* INSTRUÇÕES *
[A] Segundo o texto sobre a cana-de-açúcar, quais são os quatro principais espaços canavieiros do Nordeste? Liste todos.
[B] No texto sobre a cana-de-açúcar, qual era a produção média de cana por hectare em Pernambuco?
[C] Retome o texto sobre a cana-de-açúcar a partir do ponto em que ele para.

* TEXTO FORNECIDO *
Minas Gerais respondia por quase um terço da área cultivada com cana-de-açúcar do Brasil (30,1%). A soma da extensão territorial com cultivo da cana dos quatro principais espaços canavieiros do Nordeste (Pernambuco, Bahia, Sergipe e Alagoas) era inferior à mineira. A área cultivada dos Estados do Rio de Janeiro e São Paulo não alcançava a metade da mineira. Estava em Minas quase um terço dos produtores de cana-de-açúcar do Brasil (30,7%). Os quatro mais importantes espaços canavieiros do Nordeste somavam número de produtores que correspondia à metade do existente em Minas Gerais. Os Estados do Rio de Janeiro e de São Paulo alcançavam participação relativa inferior a um terço da mineira. Eram regionalmente muito variáveis os níveis de produtividade de cana-de-açúcar por unidade de área cultivada, assim como muito diversa a média de cana por unidade de produção. Enquanto em Minas a produção média de cana por hectare era de 13,5 toneladas, a de Pernambuco perfazia 30,7 toneladas e a do Estado do Rio de Janeiro alcançava 72,1 toneladas. Enquanto em Minas Gerais a quantidade média de cana cultivada por produtor era de 73,3 toneladas, a do Rio de Janeiro montava a 229,2 toneladas e a de Pernambuco chegava a 493,6 toneladas. Ainda assim, a produção de cana-de-açúcar de Minas representava mais de um quinto da produção nacional (20,1%) e superava a de todos os grandes espaços canavieiros do Brasil (Carteira Estatistica de Minas Geraes, 1929, p. 294 e 297).

* DADOS BRUTOS *
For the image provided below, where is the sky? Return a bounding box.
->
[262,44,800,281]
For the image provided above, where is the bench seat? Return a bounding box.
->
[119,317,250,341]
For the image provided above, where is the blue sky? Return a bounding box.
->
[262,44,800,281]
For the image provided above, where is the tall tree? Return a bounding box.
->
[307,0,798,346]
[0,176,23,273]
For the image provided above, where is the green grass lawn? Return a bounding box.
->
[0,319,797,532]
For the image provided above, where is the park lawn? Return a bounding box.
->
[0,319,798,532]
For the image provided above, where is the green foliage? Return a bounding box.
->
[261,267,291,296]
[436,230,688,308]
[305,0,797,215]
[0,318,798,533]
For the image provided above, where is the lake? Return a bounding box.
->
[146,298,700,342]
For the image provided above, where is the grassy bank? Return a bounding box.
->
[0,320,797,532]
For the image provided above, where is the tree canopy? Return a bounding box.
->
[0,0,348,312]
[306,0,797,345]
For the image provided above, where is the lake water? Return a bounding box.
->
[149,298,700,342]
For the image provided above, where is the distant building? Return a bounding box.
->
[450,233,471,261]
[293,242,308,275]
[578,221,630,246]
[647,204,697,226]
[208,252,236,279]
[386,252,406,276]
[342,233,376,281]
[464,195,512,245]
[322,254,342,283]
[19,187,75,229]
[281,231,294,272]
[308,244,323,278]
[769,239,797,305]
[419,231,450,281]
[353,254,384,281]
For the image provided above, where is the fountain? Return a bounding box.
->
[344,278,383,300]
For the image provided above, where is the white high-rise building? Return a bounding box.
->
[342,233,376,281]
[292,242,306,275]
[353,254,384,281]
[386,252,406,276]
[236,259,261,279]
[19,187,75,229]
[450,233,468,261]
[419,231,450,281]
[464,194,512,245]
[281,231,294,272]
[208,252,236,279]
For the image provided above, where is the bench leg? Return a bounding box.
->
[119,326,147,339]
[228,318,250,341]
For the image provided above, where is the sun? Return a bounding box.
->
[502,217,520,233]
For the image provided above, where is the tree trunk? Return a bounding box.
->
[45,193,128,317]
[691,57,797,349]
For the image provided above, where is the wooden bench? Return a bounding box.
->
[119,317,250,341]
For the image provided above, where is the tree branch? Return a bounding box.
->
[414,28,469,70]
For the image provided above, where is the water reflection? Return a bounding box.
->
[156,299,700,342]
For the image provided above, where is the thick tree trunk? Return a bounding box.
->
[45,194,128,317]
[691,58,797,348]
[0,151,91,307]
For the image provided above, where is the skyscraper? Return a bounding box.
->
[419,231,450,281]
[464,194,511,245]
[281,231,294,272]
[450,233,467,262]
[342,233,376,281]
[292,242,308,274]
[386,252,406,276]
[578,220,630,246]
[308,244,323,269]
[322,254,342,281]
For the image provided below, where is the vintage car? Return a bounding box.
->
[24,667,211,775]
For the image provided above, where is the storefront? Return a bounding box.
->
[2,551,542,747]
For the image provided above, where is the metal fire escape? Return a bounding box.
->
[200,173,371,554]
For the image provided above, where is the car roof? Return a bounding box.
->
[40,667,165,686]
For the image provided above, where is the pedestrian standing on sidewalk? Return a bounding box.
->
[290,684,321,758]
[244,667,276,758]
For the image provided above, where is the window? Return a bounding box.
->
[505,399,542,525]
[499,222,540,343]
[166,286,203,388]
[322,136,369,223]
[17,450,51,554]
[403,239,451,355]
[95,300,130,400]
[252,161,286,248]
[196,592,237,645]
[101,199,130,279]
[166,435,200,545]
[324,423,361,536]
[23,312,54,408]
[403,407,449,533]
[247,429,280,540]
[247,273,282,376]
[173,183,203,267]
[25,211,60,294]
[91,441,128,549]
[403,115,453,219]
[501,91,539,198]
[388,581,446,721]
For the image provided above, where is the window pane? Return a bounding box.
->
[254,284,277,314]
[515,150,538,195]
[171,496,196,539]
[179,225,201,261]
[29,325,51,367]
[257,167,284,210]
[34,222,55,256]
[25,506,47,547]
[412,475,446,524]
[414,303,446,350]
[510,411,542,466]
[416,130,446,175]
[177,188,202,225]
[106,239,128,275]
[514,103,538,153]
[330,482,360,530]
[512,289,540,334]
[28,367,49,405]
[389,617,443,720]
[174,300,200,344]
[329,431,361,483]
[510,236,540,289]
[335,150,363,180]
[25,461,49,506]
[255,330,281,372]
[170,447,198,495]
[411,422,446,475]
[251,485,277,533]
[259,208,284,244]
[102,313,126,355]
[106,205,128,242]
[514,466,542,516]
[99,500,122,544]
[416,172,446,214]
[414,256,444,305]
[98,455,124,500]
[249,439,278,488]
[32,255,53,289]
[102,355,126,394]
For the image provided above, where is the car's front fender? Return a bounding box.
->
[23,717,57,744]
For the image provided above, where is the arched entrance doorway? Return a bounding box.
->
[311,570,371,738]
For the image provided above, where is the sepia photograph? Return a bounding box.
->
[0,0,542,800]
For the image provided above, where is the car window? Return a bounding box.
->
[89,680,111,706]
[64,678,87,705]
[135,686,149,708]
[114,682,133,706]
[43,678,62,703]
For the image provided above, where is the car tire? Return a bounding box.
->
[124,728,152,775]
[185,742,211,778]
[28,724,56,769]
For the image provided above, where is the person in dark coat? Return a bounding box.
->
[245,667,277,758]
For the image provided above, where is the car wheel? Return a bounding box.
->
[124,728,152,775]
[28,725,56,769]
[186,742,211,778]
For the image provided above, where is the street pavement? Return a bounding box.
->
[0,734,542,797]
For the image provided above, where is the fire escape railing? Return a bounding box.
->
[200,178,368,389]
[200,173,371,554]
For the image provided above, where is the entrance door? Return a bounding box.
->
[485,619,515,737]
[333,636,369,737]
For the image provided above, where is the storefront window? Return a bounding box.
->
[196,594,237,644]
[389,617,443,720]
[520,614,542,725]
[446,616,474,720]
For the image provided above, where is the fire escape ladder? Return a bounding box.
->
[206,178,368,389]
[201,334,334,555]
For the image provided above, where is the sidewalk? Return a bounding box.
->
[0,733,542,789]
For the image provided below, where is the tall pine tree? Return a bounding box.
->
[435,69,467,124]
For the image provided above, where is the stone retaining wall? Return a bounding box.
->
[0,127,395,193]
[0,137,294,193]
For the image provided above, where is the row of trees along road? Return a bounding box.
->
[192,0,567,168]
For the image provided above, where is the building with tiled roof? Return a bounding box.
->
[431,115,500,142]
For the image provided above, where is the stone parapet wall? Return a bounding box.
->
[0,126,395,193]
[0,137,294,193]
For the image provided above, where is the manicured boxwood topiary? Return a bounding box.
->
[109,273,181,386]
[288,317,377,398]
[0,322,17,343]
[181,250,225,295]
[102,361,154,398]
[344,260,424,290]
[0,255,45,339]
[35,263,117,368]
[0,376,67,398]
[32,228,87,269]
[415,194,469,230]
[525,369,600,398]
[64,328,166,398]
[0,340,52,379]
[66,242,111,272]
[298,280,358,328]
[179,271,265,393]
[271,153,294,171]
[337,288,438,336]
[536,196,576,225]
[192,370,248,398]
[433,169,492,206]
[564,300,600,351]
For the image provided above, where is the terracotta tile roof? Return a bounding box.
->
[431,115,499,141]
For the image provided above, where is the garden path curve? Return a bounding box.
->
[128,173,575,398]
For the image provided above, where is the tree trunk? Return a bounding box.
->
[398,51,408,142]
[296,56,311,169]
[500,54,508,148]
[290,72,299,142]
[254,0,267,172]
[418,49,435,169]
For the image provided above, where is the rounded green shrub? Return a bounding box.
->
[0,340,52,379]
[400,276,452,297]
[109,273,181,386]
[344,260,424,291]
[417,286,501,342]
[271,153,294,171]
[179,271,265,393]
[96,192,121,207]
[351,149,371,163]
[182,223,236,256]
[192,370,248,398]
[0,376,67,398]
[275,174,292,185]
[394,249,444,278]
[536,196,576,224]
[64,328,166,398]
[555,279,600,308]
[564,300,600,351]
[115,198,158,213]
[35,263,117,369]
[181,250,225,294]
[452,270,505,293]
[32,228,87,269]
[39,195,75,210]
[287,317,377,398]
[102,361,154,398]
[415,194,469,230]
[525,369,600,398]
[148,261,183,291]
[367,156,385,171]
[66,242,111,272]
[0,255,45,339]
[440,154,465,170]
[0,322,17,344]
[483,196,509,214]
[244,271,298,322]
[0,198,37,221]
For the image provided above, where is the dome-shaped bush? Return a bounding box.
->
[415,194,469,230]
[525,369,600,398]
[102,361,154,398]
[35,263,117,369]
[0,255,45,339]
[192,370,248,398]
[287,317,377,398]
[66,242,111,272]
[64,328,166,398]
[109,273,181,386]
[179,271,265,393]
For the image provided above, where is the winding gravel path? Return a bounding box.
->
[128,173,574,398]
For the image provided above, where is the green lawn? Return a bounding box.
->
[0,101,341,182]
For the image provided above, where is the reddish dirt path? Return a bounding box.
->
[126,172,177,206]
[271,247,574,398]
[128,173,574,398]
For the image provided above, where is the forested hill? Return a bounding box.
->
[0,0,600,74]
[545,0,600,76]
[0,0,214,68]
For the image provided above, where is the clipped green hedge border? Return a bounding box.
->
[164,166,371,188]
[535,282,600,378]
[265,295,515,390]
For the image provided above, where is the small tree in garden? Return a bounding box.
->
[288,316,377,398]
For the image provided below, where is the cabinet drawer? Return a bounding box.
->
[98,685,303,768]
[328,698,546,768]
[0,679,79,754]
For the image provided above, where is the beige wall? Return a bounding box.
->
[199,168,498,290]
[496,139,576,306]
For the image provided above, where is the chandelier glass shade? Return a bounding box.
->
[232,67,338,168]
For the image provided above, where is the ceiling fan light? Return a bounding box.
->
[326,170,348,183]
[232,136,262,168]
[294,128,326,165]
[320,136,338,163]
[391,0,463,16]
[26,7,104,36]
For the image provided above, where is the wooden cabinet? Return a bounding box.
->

* RESULTADOS *
[A] Pernambuco, Bahia, Sergipe e Alagoas.

[B] 30,7 toneladas por hectare.

[C]
A distribuição dos engenhos e usinas em 1920 reafirma a relativa lentidão do processo de modernização tecnológica de Minas Gerais ante os demais grandes espaços canavieiros do Brasil. Enquanto Pernambuco, Bahia, Sergipe, Alagoas, Rio de Janeiro e São Paulo somavam mais de 90% das unidades industriais do País, em Minas estavam apenas 2,1% das usinas brasileiras. Em contrapartida, a soma das unidades tradicionais dos espaços canavieiros acima mencionados não perfazia a participação relativa dos engenhos de Minas Gerais (36,1%). Somadas usinas e engenhos, nenhum Estado apresentava número de proprietários de unidades transformadoras da cana que rivalizasse com o de Minas (Carteira Estatistica de Minas Geraes, 1929, p. 316).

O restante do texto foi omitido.